Exercise instructions
Transcribe the whole listing below without changing a word, but leave out every image.
Segment Start: Data for processing
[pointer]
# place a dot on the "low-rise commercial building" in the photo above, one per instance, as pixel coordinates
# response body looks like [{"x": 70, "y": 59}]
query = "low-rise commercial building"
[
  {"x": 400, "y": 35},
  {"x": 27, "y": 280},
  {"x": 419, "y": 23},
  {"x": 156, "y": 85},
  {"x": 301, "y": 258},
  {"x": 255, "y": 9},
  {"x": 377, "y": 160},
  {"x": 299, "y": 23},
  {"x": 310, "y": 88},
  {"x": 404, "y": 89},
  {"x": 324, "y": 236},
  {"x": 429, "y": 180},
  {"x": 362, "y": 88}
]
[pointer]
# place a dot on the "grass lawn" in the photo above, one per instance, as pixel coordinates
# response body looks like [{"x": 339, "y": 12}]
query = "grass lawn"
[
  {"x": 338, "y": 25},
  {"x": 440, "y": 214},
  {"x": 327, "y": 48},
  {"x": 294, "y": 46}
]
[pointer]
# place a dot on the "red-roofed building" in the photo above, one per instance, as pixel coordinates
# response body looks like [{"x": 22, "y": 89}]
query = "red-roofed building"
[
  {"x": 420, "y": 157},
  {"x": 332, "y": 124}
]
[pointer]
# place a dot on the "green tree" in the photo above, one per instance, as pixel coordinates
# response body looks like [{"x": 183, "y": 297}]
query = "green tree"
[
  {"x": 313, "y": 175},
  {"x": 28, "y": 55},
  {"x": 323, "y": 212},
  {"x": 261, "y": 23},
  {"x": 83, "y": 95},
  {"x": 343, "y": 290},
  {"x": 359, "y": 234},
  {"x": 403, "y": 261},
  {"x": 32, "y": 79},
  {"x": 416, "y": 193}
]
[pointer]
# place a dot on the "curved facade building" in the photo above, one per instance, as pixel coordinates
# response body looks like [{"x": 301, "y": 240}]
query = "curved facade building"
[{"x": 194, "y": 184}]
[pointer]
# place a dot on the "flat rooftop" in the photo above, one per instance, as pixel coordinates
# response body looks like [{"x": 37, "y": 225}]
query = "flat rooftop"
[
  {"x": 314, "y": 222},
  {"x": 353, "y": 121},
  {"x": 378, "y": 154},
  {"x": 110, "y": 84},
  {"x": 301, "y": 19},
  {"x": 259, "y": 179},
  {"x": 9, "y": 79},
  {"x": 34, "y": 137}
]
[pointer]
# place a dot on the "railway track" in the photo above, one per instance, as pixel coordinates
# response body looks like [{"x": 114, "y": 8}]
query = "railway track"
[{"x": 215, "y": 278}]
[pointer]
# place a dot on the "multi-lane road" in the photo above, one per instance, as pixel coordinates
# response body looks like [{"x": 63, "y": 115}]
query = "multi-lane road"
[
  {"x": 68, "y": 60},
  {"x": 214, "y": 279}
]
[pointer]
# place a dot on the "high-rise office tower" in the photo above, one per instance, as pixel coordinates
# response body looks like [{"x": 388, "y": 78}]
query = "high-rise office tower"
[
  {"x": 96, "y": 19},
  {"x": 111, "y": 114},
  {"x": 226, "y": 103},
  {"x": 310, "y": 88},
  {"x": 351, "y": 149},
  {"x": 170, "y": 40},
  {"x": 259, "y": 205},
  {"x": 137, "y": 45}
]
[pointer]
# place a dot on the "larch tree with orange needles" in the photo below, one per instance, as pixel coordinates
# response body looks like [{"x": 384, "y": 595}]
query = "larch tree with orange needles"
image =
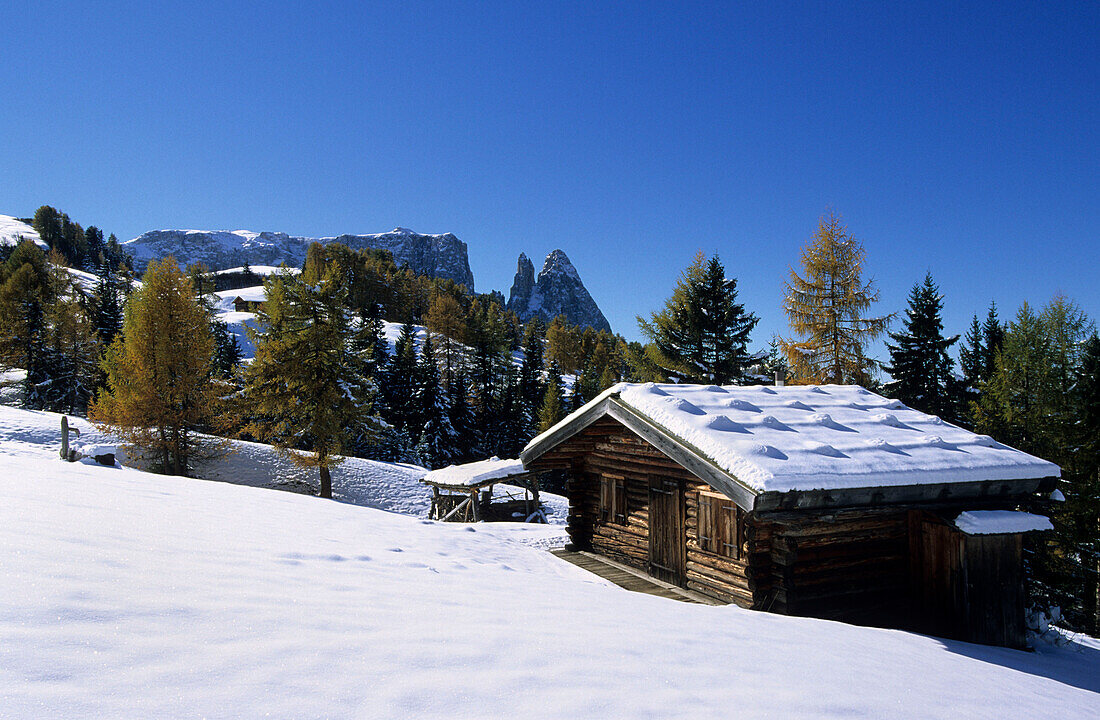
Segment End: Data for processing
Problem solution
[pointer]
# place a dot on the "low-rise commercial building" in the photo above, one per instance, as pixel coordinates
# response body looks like [{"x": 70, "y": 59}]
query = "low-rise commercial building"
[
  {"x": 400, "y": 35},
  {"x": 27, "y": 280},
  {"x": 419, "y": 23},
  {"x": 156, "y": 85},
  {"x": 301, "y": 258},
  {"x": 255, "y": 9},
  {"x": 377, "y": 160},
  {"x": 299, "y": 23},
  {"x": 310, "y": 88},
  {"x": 404, "y": 89},
  {"x": 324, "y": 236},
  {"x": 429, "y": 180},
  {"x": 362, "y": 88}
]
[pointer]
# place a dot on the "grass lawn" in the photo above, one per instance, as pixel coordinates
# response body looks like [{"x": 339, "y": 12}]
query = "grass lawn"
[
  {"x": 338, "y": 25},
  {"x": 440, "y": 214},
  {"x": 327, "y": 48},
  {"x": 294, "y": 46}
]
[pointer]
# place a dot on the "red-roofed building" in the photo above, one per instance, as pixel coordinates
# response body looks like [{"x": 22, "y": 89}]
query = "red-roofed building"
[
  {"x": 420, "y": 157},
  {"x": 332, "y": 124}
]
[pointer]
# place a dot on the "green tree" in the photo above, one per instance, as pixel coordinates
# response body looks like [{"x": 183, "y": 297}]
query = "green tree"
[
  {"x": 313, "y": 175},
  {"x": 28, "y": 55},
  {"x": 323, "y": 212},
  {"x": 261, "y": 23},
  {"x": 83, "y": 95},
  {"x": 343, "y": 290},
  {"x": 359, "y": 234},
  {"x": 403, "y": 261},
  {"x": 32, "y": 79},
  {"x": 416, "y": 193}
]
[pointer]
# place a dot on the "curved facade building" in the photo above, one per instance, as pixel coordinates
# response body looks like [{"x": 301, "y": 240}]
query = "curved facade building"
[{"x": 194, "y": 184}]
[pointer]
# place a dot on the "flat rooftop" in the photo above, one per instance, as pixel coordinates
# response body looks like [{"x": 37, "y": 225}]
query = "flat rooftop"
[
  {"x": 314, "y": 222},
  {"x": 353, "y": 121},
  {"x": 378, "y": 154},
  {"x": 110, "y": 84},
  {"x": 301, "y": 19},
  {"x": 259, "y": 179},
  {"x": 9, "y": 79},
  {"x": 34, "y": 137}
]
[pointer]
# place a dot on the "railway track" in the photo above, one per instance, as pixel coordinates
# response body looks like [{"x": 114, "y": 8}]
query = "railway track"
[{"x": 215, "y": 278}]
[pointer]
# place a dot on the "multi-lane road" in the photo above, one per instance, as pixel coordinates
# response body looks like [{"x": 63, "y": 115}]
query = "multi-lane road"
[
  {"x": 68, "y": 60},
  {"x": 214, "y": 279}
]
[pointer]
# place a dot on the "high-rise office tower" in the photo above, one per instance, as pixel coordinates
# response body looks like [{"x": 388, "y": 78}]
query = "high-rise office tower"
[
  {"x": 96, "y": 19},
  {"x": 111, "y": 114},
  {"x": 226, "y": 103},
  {"x": 310, "y": 88},
  {"x": 351, "y": 149},
  {"x": 170, "y": 40},
  {"x": 259, "y": 205},
  {"x": 137, "y": 45}
]
[pointer]
# place a dot on the "larch tree with orange needles" in the photo below, one per instance, as pixel coordinates
# response body looks like [{"x": 384, "y": 595}]
query = "larch tree with orange needles"
image =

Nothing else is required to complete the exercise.